◆ 文档部分 ◆
▼▼▼
PostgreSQL 原始碼解讀(74)- 查詢語句#59(Review - subquery_...

husthxd發表於2018-11-01

本節回過頭來Review subquery_planner函式的實現邏輯,該函式對(子)查詢進行執行規劃。對於查詢樹中的每個(子)查詢(sub-SELECT),都會遞迴執行此處理過程。

一、原始碼解讀

subquery_planner函式由函式standard_planner呼叫,生成最終的結果Relation(成本最低),其輸出作為生成實際執行計劃的輸入,在此函式中會呼叫grouping_planner執行主要的計劃過程

/*--------------------
 * subquery_planner
 *    Invokes the planner on a subquery.  We recurse to here for each
 *    sub-SELECT found in the query tree.
 *    對子查詢進行執行規劃。對於查詢樹中的每個子查詢(sub-SELECT),都會遞迴此處理過程。    
 *
 * glob is the global state for the current planner run.
 * parse is the querytree produced by the parser & rewriter.
 * parent_root is the immediate parent Query's info (NULL at the top level).
 * hasRecursion is true if this is a recursive WITH query.
 * tuple_fraction is the fraction of tuples we expect will be retrieved.
 * tuple_fraction is interpreted as explained for grouping_planner, below.
 * glob-當前計劃器執行的全域性狀態。
 * parse-由解析器和重寫器生成的查詢樹querytree。
 * parent_root是父查詢的資訊(如為頂層則為空)。
 * hasRecursion-如果這是一個帶查詢的遞迴,值為T。
 * tuple_fraction-掃描元組的比例。tuple_fraction在grouping_planner中詳細解釋。
 *
 * Basically, this routine does the stuff that should only be done once
 * per Query object.  It then calls grouping_planner.  At one time,
 * grouping_planner could be invoked recursively on the same Query object;
 * that's not currently true, but we keep the separation between the two
 * routines anyway, in case we need it again someday.
 * 基本上,這個函式包含完成了每個Query只需要執行一次的任務。
 * 該函式呼叫grouping_planner一次。在同一個Query上,每次遞迴grouping_planner都呼叫一次;
 * 當然,這不是通常的情況,但我們仍然保持這兩個例程(subquery_planner和grouping_planner)之間的分離,
 * 以防有一天我們再次需要它。
 * 
 * subquery_planner will be called recursively to handle sub-Query nodes
 * found within the query's expressions and rangetable.
 * 函式subquery_planner將被遞迴呼叫,以處理表示式和RTE中的子查詢節點。 
 *
 * Returns the PlannerInfo struct ("root") that contains all data generated
 * while planning the subquery.  In particular, the Path(s) attached to
 * the (UPPERREL_FINAL, NULL) upperrel represent our conclusions about the
 * cheapest way(s) to implement the query.  The top level will select the
 * best Path and pass it through createplan.c to produce a finished Plan.
 * 返回PlannerInfo struct(“root”),它包含在計劃子查詢時生成的所有資料。
 * 特別地,訪問路徑附加到(UPPERREL_FINAL, NULL) 上層關係中,以代表最佳化器已找到查詢成本最低的方法.
 * 頂層將選擇最佳路徑並將其透過createplan.c傳遞以制定一個已完成的計劃。
▲▲▲
◆ 任务 ◆
a. 请从“subquery_planner函式由函”开始，一直到“for grouping_planner, below.”为止，逐字摘录 subquery_planner 源码解读中的这段文字。
b. 请根据 subquery_planner 源码解读，简要回答以下问题：
(i) 这篇文章的发表日期是哪一天？
(ii) subquery_planner 函数由哪个函数调用？
(iii) 顶层选择最佳路径后，通过哪个文件传递以制定已完成的计划？
c. 请从 subquery_planner 源码解读的最后一句之后接着往下写。

◆ 数据部分 ◆
▼▼▼
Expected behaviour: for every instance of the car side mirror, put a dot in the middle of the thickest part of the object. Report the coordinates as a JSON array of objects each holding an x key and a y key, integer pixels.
▲▲▲
◆ 参考答案 ◆
a.
subquery_planner函式由函式standard_planner呼叫,生成最終的結果Relation(成本最低),其輸出作為生成實際執行計劃的輸入,在此函式中會呼叫grouping_planner執行主要的計劃過程

/*--------------------
 * subquery_planner
 *    Invokes the planner on a subquery.  We recurse to here for each
 *    sub-SELECT found in the query tree.
 *    對子查詢進行執行規劃。對於查詢樹中的每個子查詢(sub-SELECT),都會遞迴此處理過程。    
 *
 * glob is the global state for the current planner run.
 * parse is the querytree produced by the parser & rewriter.
 * parent_root is the immediate parent Query's info (NULL at the top level).
 * hasRecursion is true if this is a recursive WITH query.
 * tuple_fraction is the fraction of tuples we expect will be retrieved.
 * tuple_fraction is interpreted as explained for grouping_planner, below.

b.
(i) 2018-11-01
(ii) standard_planner
(iii) createplan.c

c.
 *--------------------
 */
/*
輸入:
    glob-PlannerGlobal
    parse-Query結構體指標
    parent_root-父PlannerInfo Root節點
    hasRecursion-是否遞迴?
    tuple_fraction-掃描Tuple比例
輸出:
    PlannerInfo指標
*/
PlannerInfo *
subquery_planner(PlannerGlobal *glob, Query *parse,
                 PlannerInfo *parent_root,
                 bool hasRecursion, double tuple_fraction)
{
    PlannerInfo *root;//返回值
    List       *newWithCheckOptions;//
    List       *newHaving;//Having子句
    bool        hasOuterJoins;//是否存在Outer Join?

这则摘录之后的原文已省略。